══ DOCUMENT TEXT

Hull study shows chocolate with high cocoa content may ease symptoms of CFS

November 24, 2010


From the Daily Telegraph, 24 November 2010 (Story by medical editor Rebecca Smith)

Dark chocolate is rich in chemicals known to increase signals carried around the brain but this is thought to be the first time the confection has been found to help symptoms of chronic fatigue syndrome.

Researchers from the University of Hull and the Hull York Medical School tested ten patients with a severe form of the disease.

They ate dark chocolate for eight weeks, followed by a break and then another variety with little cocoa but which tasted the same.

They were asked to eat 15g three times a day and not make any other changes to their diet.

The results were published in Nutrition Journal.

They reported significant improvement in their wellbeing.

Professor Steve Atkin who led the study says: “The significance of the results is particularly surprising because of the small number of subjects in the study. A further study is needed to see what the effects would be on a larger group of people, but this is potentially very encouraging news for those who suffer from Chronic Fatigue Syndrome.”

Chronic fatigue syndrome is characterised by extreme, persistent fatigue for six months or more with other problems with as muscle pain, headaches and poor memory.

There is debate in the medical community about whether it is a distinct condition from myalgic encephalomyelitis or ME and the terms are sometimes used interchangeably.

Chronic fatigue syndrome/ME affects around 250,000 people in Britain.

5 thoughts on “Hull study shows chocolate with high cocoa content may ease symptoms of CFS”

  1. This is not new at all. Other studies have looked at Chocolate and CFS. Money shouldn’t be going on this type of research. It’s ridiculous.

  2. Thanks Tony.

    Why is Professor Atkin claiming:

    “The effect of cocoa in subjects with chronic fatigue syndrome has not been studied to date.”

    When it clearly has, again with 10 patients, with dark chocolate and he conducted that previous study himself. Here is the BBC article on that study from 2007: http://news.bbc.co.uk/1/hi/7018055.stm

  3. I remember being very angry the first time this story was published because it trivialises ME/CFS as an illness which can be treated by eating chocolate. I actually tried 15g of the kind of chocolate specified and it made me feel so nauseous I gave up after less than a week. Ten people took part in the test; big deal! I wish Professor Atkin would keep his theories to himself until he has tested them on a much larger number of people.

════
══ PROVIDED MATERIAL

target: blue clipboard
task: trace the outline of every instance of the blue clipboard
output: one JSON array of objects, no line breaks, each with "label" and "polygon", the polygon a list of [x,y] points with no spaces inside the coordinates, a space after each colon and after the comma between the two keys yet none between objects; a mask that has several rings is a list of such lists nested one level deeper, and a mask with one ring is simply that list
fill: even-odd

════

PROBLEMS TO WORK ON »
- a) Reproduce the Hull chocolate study article from "Researchers from the" to "tasted the same.", swapping "eight weeks" for "six weeks".
- b) In which journal were the results published, according to the Hull chocolate study article?

TASK-BY-TASK ANSWERS »
- a)
Researchers from the University of Hull and the Hull York Medical School tested ten patients with a severe form of the disease.

They ate dark chocolate for six weeks, followed by a break and then another variety with little cocoa but which tasted the same.

- b) Nutrition Journal